> _TEXT PASSAGE_:
Environmental group urges EPA investigation involving Niagara Falls Goodyear facility

Feb. 1—NIAGARA FALLS — An environmental advocacy group is urging the Environmental Protection Agency to get involved with a production facility where chemicals were linked to employees' bladder cancer.

Earthjustice, a nonprofit organization focusing on environmental law, has sent a letter to Acting Assistant Administrator Lawrence Starfield urging the agency to investigate allegations that DuPont violated the Toxic Substances Control Act. It cites a story published by the nonprofit investigative website ProPublica about workers at the Niagara Falls Goodyear chemical facility getting cancer from exposure to ortho-toluidine, a DuPont-made chemical used in making rubber tires pliable.

"We further urge you to investigate the allegations in the same ProPublica article that EPA treated as confidential information about the dangers posed to workers by ortho-toluidine, although the TSCA (Toxic Substances Control Act) does not allow information about worker health risks to be claimed as confidential," the letter reads.

According to ProPublica, at least 78 people who worked at the Goodyear plant have developed bladder cancer.

The website relayed that employees' urine had been tested for ortho-toluidine for the past 30 years, and while the current permissible limit for exposure is 5 parts per million — a limit based on research conducted in the 1940s and 1950s and without consideration of the chemical as a carcinogen — testing by Goodyear in 2019 found the average amount of ortho-toluidine in the air at the Niagara Falls facility was 11.3 parts per million.

Eve Gartner, managing attorney for Earthjustice's toxic exposure and health program, said she is looking at the legal implications of DuPont knowing about the health risk to workers and EPA not releasing this information to the public.

She also wonders why the state Department of Labor, which has its own labor and environmental laws — including laws calling on every employer to instruct employees about hazards in the workplace and not permit them to work in spaces where dangerous air contaminants are present — has not yet done anything about the situation at Goodyear.

"The state does have a duty to ensure that workplaces are safe," Gartner said.

Documents obtained through a personal injury lawsuit filed by a sick worker revealed that, in 1993, DuPont developed calculations indicating the permissible exposure limit set by the Occupational Safety and Health Administration for ortho-toluidine was at least 37 times too high to protect workers. Those calculations did not appear on ChemView, where the EPA publishes "substantial risk" information that the TSCA requires to be submitted to the EPA, nor were the calculations posted at EPA's website or in the public domain.

The Centers for Disease Control describes ortho-toluidine as a colorless to pale yellow toxic liquid that is harmful to the eyes and skin, and when swallowed or inhaled. Aside from rubber production, it is used in making some hair dyes, weed and pest killers, and some laboratory processes. Factory workers involved with rubber manufacture are among workers listed as at risk from exposure.

> _RECORDED DATA_:
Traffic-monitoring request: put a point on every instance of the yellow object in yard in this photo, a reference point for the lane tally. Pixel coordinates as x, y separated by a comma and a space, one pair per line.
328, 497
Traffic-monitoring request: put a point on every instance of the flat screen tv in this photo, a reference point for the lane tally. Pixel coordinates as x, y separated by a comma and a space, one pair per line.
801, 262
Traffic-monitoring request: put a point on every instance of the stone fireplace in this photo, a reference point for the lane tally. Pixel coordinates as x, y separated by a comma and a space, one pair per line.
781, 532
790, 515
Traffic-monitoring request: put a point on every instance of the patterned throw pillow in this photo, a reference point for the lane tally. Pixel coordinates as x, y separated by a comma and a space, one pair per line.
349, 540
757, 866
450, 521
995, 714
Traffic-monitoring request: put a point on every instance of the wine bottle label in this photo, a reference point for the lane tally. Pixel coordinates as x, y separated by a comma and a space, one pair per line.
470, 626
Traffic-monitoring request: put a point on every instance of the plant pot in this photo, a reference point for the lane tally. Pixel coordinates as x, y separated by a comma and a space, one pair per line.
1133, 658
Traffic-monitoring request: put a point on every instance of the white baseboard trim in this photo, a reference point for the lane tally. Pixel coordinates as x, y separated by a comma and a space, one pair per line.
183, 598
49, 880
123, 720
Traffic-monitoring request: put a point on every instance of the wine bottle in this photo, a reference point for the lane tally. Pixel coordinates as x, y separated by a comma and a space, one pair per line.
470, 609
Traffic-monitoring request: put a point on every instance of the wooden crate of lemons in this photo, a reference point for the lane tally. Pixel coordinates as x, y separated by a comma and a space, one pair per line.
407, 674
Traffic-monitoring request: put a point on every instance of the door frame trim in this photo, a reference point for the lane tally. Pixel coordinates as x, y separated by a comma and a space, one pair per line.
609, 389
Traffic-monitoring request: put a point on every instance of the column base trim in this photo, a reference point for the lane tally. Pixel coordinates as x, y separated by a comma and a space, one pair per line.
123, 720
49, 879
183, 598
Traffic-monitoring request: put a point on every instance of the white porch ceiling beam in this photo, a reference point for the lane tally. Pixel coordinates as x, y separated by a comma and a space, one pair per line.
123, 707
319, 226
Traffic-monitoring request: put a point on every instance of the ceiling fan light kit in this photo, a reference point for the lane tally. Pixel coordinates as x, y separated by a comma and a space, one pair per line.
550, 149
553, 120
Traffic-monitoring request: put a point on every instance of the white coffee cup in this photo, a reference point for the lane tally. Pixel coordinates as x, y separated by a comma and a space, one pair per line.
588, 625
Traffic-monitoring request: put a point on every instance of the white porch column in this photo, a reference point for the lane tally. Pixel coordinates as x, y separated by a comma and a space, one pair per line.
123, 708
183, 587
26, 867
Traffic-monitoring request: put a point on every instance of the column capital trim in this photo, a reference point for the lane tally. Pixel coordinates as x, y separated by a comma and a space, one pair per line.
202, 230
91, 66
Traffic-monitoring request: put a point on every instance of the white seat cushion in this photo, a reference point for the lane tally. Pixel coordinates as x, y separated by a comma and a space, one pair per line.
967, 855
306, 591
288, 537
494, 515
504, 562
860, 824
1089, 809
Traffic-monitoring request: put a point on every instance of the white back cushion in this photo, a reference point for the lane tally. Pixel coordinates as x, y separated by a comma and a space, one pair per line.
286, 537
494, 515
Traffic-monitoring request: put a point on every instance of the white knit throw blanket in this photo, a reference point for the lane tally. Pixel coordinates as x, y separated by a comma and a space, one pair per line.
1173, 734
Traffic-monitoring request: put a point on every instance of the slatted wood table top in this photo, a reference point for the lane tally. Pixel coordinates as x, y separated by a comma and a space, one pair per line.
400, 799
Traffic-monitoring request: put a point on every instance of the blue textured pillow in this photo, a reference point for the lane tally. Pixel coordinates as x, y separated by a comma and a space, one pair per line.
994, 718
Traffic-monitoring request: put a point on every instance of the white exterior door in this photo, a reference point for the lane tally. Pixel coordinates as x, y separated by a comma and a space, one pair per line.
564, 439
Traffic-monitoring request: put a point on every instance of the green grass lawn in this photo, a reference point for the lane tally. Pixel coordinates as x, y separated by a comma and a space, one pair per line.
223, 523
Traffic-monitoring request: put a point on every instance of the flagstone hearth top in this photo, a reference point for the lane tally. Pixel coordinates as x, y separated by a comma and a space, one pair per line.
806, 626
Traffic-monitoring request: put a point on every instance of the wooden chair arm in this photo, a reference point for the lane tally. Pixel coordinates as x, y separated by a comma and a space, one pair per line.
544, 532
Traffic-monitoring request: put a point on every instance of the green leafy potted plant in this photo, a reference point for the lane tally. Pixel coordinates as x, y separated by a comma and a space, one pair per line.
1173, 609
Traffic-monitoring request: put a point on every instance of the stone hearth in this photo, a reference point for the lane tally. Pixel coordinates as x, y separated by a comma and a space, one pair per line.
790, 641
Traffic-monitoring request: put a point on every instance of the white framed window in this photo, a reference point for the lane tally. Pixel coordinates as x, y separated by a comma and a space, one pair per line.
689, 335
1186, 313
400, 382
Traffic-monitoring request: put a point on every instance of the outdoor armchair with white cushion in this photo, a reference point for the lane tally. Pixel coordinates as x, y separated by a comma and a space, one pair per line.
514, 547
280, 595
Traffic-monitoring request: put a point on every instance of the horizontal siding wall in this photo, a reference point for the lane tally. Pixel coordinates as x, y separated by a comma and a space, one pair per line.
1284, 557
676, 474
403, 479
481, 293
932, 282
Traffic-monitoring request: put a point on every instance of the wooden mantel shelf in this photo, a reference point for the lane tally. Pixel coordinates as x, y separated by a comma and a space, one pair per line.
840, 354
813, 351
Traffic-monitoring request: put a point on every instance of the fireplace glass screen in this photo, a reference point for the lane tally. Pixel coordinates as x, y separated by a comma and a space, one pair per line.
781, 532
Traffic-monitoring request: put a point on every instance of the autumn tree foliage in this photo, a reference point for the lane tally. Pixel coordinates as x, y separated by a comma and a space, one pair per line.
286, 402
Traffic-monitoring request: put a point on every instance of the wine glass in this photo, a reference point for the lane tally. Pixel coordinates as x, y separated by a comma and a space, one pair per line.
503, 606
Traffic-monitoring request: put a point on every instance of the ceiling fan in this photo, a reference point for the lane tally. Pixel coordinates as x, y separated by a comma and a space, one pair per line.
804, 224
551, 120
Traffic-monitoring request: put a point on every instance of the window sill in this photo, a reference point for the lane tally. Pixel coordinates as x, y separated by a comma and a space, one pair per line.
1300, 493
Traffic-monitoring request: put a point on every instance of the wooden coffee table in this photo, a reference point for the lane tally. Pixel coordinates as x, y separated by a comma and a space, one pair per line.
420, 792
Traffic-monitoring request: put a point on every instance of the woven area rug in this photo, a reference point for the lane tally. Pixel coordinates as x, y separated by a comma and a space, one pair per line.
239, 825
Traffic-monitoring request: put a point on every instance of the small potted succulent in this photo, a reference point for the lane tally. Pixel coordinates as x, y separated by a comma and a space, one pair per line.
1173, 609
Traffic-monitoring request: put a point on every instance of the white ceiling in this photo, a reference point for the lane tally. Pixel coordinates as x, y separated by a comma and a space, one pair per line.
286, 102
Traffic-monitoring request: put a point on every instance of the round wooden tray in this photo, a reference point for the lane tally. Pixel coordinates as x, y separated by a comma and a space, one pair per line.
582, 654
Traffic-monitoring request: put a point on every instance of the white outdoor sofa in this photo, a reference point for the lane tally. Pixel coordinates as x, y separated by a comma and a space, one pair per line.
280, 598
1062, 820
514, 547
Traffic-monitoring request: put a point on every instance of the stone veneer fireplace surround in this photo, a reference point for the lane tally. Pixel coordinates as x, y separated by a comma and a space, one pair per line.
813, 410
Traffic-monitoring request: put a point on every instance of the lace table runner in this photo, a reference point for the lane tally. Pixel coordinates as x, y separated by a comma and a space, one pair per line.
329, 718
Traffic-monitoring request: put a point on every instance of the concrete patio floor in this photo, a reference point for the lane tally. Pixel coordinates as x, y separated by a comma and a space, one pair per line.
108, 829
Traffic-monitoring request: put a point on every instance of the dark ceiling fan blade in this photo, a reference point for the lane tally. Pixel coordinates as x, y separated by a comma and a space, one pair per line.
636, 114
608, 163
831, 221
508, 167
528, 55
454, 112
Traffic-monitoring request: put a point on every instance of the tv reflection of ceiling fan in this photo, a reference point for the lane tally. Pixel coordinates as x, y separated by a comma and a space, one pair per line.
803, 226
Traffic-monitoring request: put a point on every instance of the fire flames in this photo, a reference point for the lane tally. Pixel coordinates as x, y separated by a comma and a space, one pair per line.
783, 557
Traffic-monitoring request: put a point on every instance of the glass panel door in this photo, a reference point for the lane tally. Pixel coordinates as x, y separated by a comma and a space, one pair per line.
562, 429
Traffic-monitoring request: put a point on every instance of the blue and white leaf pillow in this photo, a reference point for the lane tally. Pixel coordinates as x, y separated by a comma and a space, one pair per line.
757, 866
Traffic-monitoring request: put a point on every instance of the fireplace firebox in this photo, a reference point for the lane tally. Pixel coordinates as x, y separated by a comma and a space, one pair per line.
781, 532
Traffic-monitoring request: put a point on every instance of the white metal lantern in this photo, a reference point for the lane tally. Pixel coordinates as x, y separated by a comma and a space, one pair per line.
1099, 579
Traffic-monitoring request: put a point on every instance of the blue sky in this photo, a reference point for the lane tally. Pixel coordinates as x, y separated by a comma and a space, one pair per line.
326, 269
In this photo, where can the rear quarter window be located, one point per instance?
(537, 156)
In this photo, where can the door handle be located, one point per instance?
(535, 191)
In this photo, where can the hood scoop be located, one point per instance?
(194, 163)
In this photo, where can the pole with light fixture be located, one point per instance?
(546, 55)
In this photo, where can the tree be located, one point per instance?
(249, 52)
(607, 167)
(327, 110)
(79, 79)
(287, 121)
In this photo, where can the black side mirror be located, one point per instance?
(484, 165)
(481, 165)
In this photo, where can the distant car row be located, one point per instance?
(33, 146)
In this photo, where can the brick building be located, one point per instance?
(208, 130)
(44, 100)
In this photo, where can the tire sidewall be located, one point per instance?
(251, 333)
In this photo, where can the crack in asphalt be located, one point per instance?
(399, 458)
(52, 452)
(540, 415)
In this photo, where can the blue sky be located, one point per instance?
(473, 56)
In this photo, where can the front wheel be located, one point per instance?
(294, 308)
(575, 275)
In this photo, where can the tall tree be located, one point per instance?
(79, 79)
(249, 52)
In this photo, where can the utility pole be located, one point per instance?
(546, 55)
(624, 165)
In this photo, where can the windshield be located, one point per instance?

> _EXERCISE 1_:
Could you return everything in the Goodyear article from "Feb. 1—NIAGARA FALLS" down to "employees' bladder cancer."?
> _EXERCISE 2_:
Can you turn the paragraph of the Goodyear article beginning "The website relayed that" into a short bulleted list that keeps its main facts?

> _ANSWER SECTION 1_:
Feb. 1—NIAGARA FALLS — An environmental advocacy group is urging the Environmental Protection Agency to get involved with a production facility where chemicals were linked to employees' bladder cancer.

> _ANSWER SECTION 2_:
- Employees' urine has been tested for ortho-toluidine for the past 30 years.
- The current permissible exposure limit is 5 parts per million.
- That limit rests on research from the 1940s and 1950s and does not treat the chemical as a carcinogen.
- Goodyear's 2019 testing found an average of 11.3 parts per million of ortho-toluidine in the air at the Niagara Falls facility.